Please write out the material below, starting at its first line and ending at the line containing "pixel 590 59", with "Dots" swapped for "Points" and nothing else altered.

**Stored items from a collection**.
+ + +

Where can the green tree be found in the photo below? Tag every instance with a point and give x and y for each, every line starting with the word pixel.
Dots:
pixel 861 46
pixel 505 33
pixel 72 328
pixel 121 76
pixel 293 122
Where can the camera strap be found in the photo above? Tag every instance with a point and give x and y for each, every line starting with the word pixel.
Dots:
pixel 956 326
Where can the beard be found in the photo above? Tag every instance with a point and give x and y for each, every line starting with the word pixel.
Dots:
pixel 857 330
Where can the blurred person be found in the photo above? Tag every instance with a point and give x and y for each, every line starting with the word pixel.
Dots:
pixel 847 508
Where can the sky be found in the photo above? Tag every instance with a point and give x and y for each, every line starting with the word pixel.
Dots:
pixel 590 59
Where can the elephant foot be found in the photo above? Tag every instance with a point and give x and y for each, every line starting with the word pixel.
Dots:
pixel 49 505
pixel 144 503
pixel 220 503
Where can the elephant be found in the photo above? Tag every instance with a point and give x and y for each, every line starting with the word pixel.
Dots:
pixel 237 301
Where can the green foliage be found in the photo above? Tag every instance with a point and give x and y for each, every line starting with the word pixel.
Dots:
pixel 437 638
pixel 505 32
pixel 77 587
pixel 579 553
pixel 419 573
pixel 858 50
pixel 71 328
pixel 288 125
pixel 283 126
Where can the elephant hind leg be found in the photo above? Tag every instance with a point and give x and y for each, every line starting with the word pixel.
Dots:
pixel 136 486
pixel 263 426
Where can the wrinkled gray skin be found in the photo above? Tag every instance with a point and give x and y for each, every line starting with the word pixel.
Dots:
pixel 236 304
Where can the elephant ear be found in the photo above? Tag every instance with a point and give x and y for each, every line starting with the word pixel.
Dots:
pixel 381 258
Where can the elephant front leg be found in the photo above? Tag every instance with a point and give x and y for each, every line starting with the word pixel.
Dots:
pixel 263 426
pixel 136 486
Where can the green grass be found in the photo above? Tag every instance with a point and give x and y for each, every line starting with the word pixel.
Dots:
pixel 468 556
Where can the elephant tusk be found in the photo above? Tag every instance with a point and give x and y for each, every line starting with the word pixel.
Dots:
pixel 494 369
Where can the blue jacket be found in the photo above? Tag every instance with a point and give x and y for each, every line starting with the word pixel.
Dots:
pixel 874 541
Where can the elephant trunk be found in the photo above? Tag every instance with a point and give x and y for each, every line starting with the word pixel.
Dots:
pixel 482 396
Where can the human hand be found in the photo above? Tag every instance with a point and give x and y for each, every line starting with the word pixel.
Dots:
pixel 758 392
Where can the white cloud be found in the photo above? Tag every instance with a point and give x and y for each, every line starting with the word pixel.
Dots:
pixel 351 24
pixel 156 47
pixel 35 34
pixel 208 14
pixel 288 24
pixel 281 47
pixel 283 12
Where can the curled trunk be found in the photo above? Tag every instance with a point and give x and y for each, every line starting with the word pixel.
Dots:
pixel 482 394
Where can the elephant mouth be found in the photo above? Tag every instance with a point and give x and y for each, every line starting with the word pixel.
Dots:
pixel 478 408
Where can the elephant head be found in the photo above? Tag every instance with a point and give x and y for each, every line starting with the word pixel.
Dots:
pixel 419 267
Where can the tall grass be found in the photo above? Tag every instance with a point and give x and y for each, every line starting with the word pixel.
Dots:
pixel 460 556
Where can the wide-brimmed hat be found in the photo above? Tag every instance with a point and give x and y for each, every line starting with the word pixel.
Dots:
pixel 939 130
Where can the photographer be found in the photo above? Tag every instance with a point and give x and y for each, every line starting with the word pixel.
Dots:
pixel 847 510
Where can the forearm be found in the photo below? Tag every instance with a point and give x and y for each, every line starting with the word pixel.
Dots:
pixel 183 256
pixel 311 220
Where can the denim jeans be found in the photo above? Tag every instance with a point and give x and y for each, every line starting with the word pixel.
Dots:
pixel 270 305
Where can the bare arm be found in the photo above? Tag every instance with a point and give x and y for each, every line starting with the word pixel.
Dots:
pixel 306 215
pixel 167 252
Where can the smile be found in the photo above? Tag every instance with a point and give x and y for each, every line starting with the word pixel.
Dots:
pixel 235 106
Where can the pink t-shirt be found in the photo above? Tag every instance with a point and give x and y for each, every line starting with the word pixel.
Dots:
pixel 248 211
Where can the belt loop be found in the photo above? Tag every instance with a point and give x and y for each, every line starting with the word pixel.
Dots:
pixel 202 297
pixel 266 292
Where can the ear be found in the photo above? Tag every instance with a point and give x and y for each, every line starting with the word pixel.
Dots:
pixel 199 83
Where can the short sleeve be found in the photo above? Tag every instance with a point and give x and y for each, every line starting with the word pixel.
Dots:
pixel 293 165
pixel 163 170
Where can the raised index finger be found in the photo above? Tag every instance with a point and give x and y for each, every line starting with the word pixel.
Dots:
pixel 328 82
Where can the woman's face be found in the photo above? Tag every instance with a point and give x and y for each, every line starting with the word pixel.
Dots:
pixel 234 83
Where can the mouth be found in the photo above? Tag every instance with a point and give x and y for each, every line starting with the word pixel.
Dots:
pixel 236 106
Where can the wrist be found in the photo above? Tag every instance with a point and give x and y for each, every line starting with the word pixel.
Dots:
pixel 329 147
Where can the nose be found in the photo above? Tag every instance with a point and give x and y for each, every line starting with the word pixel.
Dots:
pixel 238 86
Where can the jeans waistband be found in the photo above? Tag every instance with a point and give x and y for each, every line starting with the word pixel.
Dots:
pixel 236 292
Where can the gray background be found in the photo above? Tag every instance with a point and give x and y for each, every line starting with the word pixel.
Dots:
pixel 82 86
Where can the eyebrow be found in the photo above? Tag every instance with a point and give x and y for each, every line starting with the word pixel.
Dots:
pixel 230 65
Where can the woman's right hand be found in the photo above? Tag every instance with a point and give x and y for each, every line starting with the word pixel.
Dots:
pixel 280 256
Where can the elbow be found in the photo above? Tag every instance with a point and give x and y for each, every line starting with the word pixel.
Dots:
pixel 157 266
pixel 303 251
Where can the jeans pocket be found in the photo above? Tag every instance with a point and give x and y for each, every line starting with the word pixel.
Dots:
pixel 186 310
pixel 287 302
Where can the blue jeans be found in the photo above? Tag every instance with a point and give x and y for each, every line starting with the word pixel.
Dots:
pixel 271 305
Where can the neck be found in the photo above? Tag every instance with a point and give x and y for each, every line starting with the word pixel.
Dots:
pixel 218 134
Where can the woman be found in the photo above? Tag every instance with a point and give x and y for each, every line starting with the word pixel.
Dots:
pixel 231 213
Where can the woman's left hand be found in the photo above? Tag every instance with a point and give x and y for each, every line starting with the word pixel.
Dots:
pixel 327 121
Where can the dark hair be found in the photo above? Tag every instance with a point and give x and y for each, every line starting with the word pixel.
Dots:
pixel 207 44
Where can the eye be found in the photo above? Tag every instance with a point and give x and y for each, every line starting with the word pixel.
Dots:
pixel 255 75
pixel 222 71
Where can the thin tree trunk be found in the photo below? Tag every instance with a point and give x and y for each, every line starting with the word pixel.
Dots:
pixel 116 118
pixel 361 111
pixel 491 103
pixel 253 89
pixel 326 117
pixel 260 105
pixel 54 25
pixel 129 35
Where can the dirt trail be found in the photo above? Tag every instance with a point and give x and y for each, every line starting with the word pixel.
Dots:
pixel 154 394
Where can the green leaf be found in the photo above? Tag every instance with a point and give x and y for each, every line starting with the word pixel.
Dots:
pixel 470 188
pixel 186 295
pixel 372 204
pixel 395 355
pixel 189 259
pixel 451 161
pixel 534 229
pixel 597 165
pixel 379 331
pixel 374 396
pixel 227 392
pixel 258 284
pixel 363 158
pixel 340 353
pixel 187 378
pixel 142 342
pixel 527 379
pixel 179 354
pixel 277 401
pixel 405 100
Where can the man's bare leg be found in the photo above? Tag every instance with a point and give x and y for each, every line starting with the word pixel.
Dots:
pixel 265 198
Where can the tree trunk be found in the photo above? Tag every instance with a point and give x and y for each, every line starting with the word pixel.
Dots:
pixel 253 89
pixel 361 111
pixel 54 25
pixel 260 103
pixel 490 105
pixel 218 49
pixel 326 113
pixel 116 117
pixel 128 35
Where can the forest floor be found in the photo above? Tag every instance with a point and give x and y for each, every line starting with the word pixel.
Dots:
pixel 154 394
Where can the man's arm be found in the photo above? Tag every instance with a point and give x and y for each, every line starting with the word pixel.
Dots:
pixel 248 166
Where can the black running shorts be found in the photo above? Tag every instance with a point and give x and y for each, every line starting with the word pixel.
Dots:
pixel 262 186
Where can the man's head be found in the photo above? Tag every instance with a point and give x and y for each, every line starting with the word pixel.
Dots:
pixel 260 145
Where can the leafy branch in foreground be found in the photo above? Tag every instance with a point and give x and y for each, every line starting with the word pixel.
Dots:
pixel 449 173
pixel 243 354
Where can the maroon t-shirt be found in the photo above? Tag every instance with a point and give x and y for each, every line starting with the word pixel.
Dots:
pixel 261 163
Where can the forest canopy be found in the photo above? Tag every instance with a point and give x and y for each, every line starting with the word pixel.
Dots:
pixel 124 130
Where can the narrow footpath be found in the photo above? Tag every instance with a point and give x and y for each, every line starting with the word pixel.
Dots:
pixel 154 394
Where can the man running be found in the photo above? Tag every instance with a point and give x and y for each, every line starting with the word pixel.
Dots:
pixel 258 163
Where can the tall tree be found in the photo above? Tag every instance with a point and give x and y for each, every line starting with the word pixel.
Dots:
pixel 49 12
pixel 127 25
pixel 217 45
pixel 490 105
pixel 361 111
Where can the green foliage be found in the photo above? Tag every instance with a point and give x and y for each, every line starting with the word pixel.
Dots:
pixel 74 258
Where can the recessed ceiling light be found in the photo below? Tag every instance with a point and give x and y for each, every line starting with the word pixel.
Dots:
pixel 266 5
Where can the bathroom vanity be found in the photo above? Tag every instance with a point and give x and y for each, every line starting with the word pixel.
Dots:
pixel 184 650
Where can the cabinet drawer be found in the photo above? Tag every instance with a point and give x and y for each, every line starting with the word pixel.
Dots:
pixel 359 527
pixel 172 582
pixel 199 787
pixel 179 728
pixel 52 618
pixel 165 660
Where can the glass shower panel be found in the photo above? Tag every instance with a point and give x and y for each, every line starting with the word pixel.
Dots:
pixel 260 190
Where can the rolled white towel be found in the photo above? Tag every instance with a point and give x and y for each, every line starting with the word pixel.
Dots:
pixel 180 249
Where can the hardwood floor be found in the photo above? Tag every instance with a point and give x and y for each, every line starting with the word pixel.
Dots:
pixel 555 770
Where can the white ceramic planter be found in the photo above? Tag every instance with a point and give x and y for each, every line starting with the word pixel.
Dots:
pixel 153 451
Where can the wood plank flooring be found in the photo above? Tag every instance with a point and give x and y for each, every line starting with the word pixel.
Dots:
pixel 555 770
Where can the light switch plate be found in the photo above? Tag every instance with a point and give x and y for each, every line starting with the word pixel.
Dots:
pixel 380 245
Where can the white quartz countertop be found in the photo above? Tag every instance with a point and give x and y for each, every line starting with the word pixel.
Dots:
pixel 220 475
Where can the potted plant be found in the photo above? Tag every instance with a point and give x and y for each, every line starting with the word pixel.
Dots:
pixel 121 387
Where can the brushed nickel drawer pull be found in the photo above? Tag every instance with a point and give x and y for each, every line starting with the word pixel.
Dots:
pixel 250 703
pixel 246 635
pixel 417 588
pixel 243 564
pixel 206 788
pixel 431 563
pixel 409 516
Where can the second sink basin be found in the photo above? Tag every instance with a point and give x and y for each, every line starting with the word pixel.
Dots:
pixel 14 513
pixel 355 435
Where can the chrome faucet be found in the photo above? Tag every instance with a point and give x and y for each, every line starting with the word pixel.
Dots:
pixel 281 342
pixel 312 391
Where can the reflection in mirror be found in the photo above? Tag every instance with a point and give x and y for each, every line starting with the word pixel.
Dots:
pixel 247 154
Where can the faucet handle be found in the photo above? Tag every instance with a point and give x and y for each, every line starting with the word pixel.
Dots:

+ + +

**Answer**.
Where can the green tree be found in the photo below? Tag every instance with a point and give x and y for each, every line starting with the word pixel.
Points:
pixel 861 46
pixel 505 33
pixel 72 328
pixel 121 76
pixel 293 122
Where can the camera strap be found in the photo above? Tag every instance with a point and give x and y for each, every line starting with the word pixel.
Points:
pixel 956 326
Where can the beard be found in the photo above? Tag every instance with a point and give x and y for each, every line starting with the word pixel.
Points:
pixel 857 330
Where can the blurred person be found in the photo above? Tag every instance with a point and give x and y for each, every line starting with the word pixel.
Points:
pixel 847 508
Where can the sky be found in the photo above? Tag every instance with a point and give x and y for each, every line starting with the word pixel.
Points:
pixel 590 59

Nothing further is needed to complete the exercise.